DATA:
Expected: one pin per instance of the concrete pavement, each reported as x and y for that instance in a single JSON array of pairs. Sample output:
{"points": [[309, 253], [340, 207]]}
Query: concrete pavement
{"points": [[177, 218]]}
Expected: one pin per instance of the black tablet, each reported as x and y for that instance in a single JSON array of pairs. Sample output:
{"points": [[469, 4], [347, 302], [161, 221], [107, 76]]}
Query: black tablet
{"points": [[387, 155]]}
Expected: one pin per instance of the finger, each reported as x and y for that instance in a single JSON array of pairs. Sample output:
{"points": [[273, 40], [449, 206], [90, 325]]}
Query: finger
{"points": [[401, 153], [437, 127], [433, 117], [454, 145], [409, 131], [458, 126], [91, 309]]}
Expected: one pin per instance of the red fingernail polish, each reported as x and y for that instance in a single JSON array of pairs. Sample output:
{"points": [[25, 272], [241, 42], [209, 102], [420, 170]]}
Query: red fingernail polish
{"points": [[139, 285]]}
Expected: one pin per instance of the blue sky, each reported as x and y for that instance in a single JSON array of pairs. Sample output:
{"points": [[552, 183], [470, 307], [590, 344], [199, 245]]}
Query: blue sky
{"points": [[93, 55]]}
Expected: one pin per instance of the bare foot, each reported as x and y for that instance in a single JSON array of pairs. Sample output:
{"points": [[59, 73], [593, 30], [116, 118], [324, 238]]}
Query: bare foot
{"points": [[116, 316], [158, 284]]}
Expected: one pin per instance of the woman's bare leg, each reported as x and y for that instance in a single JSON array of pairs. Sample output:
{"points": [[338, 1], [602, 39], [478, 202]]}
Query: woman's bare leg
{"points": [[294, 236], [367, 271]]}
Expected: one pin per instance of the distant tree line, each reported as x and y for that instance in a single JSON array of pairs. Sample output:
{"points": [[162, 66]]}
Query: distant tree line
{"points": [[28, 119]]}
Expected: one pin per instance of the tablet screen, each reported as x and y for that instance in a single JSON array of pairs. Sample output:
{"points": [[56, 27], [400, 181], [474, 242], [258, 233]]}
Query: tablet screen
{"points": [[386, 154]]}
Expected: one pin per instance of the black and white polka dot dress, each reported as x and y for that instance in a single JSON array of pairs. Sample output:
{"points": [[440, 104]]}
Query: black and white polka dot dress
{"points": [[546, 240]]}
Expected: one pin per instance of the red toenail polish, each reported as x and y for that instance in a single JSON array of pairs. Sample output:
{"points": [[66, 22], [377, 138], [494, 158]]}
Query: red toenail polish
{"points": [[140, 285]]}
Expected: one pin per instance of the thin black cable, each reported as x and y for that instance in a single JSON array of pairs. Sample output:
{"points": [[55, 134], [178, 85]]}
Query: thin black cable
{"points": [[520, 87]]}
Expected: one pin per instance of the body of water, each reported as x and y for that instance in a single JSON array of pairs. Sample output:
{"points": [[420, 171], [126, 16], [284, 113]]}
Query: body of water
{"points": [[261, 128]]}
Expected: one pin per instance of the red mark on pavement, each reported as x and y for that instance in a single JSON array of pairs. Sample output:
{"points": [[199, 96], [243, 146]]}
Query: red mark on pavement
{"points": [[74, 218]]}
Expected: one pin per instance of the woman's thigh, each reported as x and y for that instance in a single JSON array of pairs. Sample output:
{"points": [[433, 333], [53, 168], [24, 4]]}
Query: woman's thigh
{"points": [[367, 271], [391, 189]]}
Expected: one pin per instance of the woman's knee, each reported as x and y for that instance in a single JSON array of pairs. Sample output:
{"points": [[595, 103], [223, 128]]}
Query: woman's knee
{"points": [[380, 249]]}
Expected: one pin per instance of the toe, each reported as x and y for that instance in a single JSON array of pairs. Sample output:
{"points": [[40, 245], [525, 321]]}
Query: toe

AIM:
Reproduce the full listing exactly.

EXERCISE OUTPUT:
Expected: one pin per instance of the concrete pavement, each reported as x and y for that instance in a single JSON array of pairs. Sample output:
{"points": [[309, 253], [340, 207]]}
Query: concrete pavement
{"points": [[177, 218]]}
Expected: one pin per instance of the black tablet, each reported as x and y for that instance in a single JSON array of pairs. Sample output:
{"points": [[469, 4], [347, 302], [161, 221], [107, 76]]}
Query: black tablet
{"points": [[387, 155]]}
Expected: one pin per instance of the finger, each reported as x and y for that instance in a single JSON array of pairs. Sample output:
{"points": [[273, 40], [449, 206], [90, 325]]}
Query: finger
{"points": [[401, 153], [437, 127], [433, 117], [454, 145], [409, 131], [458, 126], [91, 309]]}
Expected: one pin per instance of the red fingernail polish, each reported as x and y for that instance in a single JSON array of pairs. Sample output:
{"points": [[25, 272], [241, 42], [209, 102], [420, 170]]}
Query: red fingernail polish
{"points": [[139, 285]]}
Expected: one pin per instance of the blue sky, each reported as x and y for that instance in a single JSON array of pairs. Sample output:
{"points": [[552, 183], [470, 307], [590, 344], [199, 245]]}
Query: blue sky
{"points": [[93, 55]]}
Expected: one pin per instance of the bare foot, each reported as x and y for that instance in a single JSON array of pairs. Sample output:
{"points": [[59, 73], [593, 30], [116, 118], [324, 238]]}
Query: bare foot
{"points": [[116, 316], [158, 284]]}
Expected: one pin per instance of the woman's bare leg, each reported as x and y for that instance in a single JSON array of pairs. Sample output:
{"points": [[338, 1], [602, 39], [478, 202]]}
Query: woman's bare leg
{"points": [[294, 236], [367, 271]]}
Expected: one pin per instance of the distant tree line, each reported as x and y for that instance in a single JSON array of pairs. Sample output:
{"points": [[162, 66]]}
Query: distant tree line
{"points": [[28, 119]]}
Expected: one pin per instance of the tablet screen, each reported as x and y for that instance in a single JSON array of pairs. Sample output:
{"points": [[56, 27], [400, 181], [474, 242], [258, 233]]}
Query: tablet screen
{"points": [[386, 154]]}
Expected: one pin per instance of the black and white polka dot dress, each reported as x and y for that instance in a single JSON array of pairs. Sample output:
{"points": [[440, 104]]}
Query: black and white polka dot dress
{"points": [[546, 240]]}
Expected: one pin per instance of the red toenail polish, each reported as x and y for that instance in a single JSON array of pairs. Sample output:
{"points": [[66, 22], [377, 138], [494, 158]]}
Query: red toenail polish
{"points": [[140, 285]]}
Expected: one pin per instance of the thin black cable, each reported as x and y for that instance in a single JSON array of pairs. Sample output:
{"points": [[55, 134], [178, 85]]}
Query: thin black cable
{"points": [[520, 87]]}
Expected: one pin per instance of the body of water, each reported as x and y for that instance in a single JSON array of pairs. Sample output:
{"points": [[420, 171], [126, 16], [284, 113]]}
Query: body of water
{"points": [[261, 128]]}
Expected: one pin per instance of the red mark on pavement, each reported as x and y for that instance in a single JSON array of pairs. Sample output:
{"points": [[199, 96], [243, 146]]}
Query: red mark on pavement
{"points": [[74, 218]]}
Expected: one pin per instance of the woman's thigh, each reported as x and y for that instance in a single JSON array of pairs. Sample output:
{"points": [[433, 333], [53, 168], [24, 4]]}
Query: woman's thigh
{"points": [[367, 271], [391, 189]]}
Expected: one pin per instance of the woman's knee, each reported as x and y for that instance in a single JSON array of pairs. Sample output:
{"points": [[595, 103], [223, 128]]}
Query: woman's knee
{"points": [[380, 249]]}
Expected: one pin per instance of the toe, each reported as x and y for that instance in a single JSON array of pairs. Sample output:
{"points": [[40, 245], [525, 321]]}
Query: toe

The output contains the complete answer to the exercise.